### Supplied data
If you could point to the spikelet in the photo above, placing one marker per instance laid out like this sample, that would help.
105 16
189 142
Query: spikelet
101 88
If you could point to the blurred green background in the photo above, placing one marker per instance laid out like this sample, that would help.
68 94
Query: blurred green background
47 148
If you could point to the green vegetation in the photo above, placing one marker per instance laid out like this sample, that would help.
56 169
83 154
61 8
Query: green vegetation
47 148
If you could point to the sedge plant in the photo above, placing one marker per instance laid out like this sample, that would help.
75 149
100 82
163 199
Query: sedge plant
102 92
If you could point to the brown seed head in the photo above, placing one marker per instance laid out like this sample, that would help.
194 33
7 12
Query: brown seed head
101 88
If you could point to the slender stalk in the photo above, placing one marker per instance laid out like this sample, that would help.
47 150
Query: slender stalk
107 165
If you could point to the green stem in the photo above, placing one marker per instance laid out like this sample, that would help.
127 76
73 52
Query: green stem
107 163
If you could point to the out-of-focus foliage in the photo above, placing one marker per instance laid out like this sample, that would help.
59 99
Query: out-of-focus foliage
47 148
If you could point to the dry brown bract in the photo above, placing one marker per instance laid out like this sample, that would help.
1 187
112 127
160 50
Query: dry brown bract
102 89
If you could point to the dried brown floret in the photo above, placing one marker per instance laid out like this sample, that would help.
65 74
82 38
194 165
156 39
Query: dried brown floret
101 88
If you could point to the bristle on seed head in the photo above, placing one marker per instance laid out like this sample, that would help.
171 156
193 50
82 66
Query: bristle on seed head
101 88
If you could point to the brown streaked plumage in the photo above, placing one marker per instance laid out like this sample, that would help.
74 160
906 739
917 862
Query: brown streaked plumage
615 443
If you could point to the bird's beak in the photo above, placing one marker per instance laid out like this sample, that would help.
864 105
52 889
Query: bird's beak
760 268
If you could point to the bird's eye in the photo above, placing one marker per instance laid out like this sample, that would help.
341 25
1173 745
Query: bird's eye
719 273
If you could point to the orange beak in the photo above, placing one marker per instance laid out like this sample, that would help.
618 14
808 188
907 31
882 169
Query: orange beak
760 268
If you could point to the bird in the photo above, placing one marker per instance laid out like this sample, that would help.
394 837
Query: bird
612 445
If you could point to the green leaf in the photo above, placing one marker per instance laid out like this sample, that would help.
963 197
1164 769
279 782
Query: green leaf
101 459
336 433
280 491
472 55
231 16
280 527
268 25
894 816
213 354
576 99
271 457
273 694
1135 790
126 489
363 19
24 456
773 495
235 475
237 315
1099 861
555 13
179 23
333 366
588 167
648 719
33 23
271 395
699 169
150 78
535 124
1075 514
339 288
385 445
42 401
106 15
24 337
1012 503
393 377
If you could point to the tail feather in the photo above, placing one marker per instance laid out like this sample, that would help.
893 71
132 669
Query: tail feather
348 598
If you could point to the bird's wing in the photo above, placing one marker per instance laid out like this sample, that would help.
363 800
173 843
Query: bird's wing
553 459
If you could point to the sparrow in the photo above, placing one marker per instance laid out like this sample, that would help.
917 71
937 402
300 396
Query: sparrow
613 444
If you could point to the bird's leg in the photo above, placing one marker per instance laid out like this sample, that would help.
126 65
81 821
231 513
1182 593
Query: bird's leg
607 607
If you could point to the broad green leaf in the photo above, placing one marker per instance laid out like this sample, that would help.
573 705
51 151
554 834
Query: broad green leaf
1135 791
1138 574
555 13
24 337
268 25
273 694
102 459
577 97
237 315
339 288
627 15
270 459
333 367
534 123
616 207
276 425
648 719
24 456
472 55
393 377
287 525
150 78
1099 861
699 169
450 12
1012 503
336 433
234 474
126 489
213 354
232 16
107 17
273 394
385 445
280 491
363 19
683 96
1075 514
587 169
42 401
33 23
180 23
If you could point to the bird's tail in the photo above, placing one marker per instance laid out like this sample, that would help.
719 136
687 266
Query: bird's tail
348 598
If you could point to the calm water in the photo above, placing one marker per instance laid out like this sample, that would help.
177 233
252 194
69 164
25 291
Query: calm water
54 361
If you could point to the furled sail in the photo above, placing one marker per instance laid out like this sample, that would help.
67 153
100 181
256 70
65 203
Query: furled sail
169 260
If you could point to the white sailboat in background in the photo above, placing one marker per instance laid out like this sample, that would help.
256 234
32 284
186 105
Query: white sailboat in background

### Instruction
Give back all the data exactly as written.

### Problem solution
If you could point to the spikelet in the photo above, placing one marker per instance laid out like this sample, that would help.
105 16
189 142
Query: spikelet
101 88
If you could point to the blurred green background in the photo above, placing one marker per instance laid out like this sample, that would help.
68 94
Query: blurred green background
47 148
If you could point to the green vegetation in the photo above, placing one marker per instance laid out like this sample, that would help.
56 169
83 154
61 8
Query: green vegetation
47 148
If you could point to the sedge plant in the photo above, placing one marker per instance laid out like this sample, that would help.
75 149
100 82
163 199
Query: sedge plant
102 92
If you could point to the brown seed head in the photo above, placing one marker per instance laid out like this sample, that would help.
194 33
7 12
Query: brown seed head
101 88
If you could point to the slender stalk in the photo above, placing one marker per instance laid out like this sample, that would help.
47 150
Query: slender stalk
107 165
If you could point to the green stem in the photo above, placing one marker per instance laid out like this sample, that would help.
127 76
73 52
Query: green stem
107 163
If you could point to the out-of-focus foliage in the photo above, placing one marker per instance laid out like this sample, that would help.
59 99
Query: out-of-focus foliage
47 148
If you could point to the dry brown bract in the photo above, placing one marker per instance laid out like this sample, that would help.
1 187
112 127
160 50
Query: dry brown bract
102 89
If you could point to the dried brown floret in the photo above, placing one marker per instance laid out like this sample, that would help.
65 74
82 38
194 165
156 39
Query: dried brown floret
101 88
If you could point to the bristle on seed head in the photo above, placing one marker per instance laid out like this sample, that would help.
171 156
193 50
82 66
Query: bristle on seed head
101 88
If you could point to the brown streaked plumage in the photo above, placing one marker per instance laid out like this sample, that would help.
74 160
906 739
917 862
Query: brown streaked plumage
615 443
If you could point to the bird's beak in the photo above, placing one marker per instance laid out like this sample, that would help.
864 105
52 889
Query: bird's beak
760 268
If you could point to the bird's eye in the photo above, placing one marker per instance laid out like this sample, that would help.
341 25
1173 745
Query: bird's eye
719 273
If you could point to the orange beak in the photo above, placing one marker per instance laid out like this sample, that would help.
618 14
808 188
907 31
882 169
Query: orange beak
760 268
If you could point to the bird in the photo above, placing one marker per instance laid out like this sample, that would help.
394 837
Query: bird
612 445
If you could point to the green leaf in the photo above, placing one marker per instance laid out like this sample, that would help.
963 197
1164 769
279 782
Query: green leaf
101 459
336 433
280 491
472 55
231 16
280 527
268 25
894 816
213 354
576 99
271 457
273 694
1135 790
126 489
363 19
24 456
773 495
235 475
237 315
1099 861
555 13
179 23
333 366
588 167
648 719
33 23
271 395
699 169
150 78
535 124
1075 514
339 288
385 445
42 401
106 15
24 337
1012 503
393 377
If you could point to the tail feather in the photo above, placing one marker per instance laid out like this sample, that would help.
893 71
132 669
Query: tail feather
348 598
If you could point to the bird's wing in the photo above, placing one marker per instance laid out like this sample, that would help.
363 800
173 843
Query: bird's wing
553 459
If you could point to the sparrow in the photo above, placing one marker per instance laid out like this sample, that would help.
917 71
937 402
300 396
Query: sparrow
613 444
If you could point to the bird's leg in the photo above, placing one marker per instance laid out like this sample, that would help.
126 65
81 821
231 513
1182 593
Query: bird's leg
607 607
If you could point to the broad green leaf in the photo above, placing one marker per instance laid out like this sample, that would help.
573 705
51 151
554 834
Query: broad green leaf
1135 791
1138 574
555 13
24 337
268 25
273 694
102 459
577 97
237 315
339 288
627 15
270 459
333 367
534 123
616 207
276 425
648 719
24 456
472 55
393 377
287 525
150 78
1099 861
699 169
450 12
1012 503
336 433
234 474
126 489
213 354
232 16
107 17
273 394
385 445
280 491
363 19
683 96
1075 514
587 169
42 401
33 23
180 23
If you could point to the bird's tail in the photo above, placing one marker per instance laid out like this sample, that would help.
719 136
687 266
Query: bird's tail
348 598
If you could point to the calm water in the photo above, placing one marker per instance laid out like this sample, that would help.
177 233
252 194
69 164
25 291
Query: calm water
54 361
If you could point to the furled sail in the photo above, placing one marker per instance laid out like this sample, that would help.
67 153
100 181
256 70
65 203
Query: furled sail
169 260
If you could point to the white sailboat in background in the photo above, placing one marker per instance laid out like this sample, that would help.
256 234
32 284
186 105
Query: white sailboat in background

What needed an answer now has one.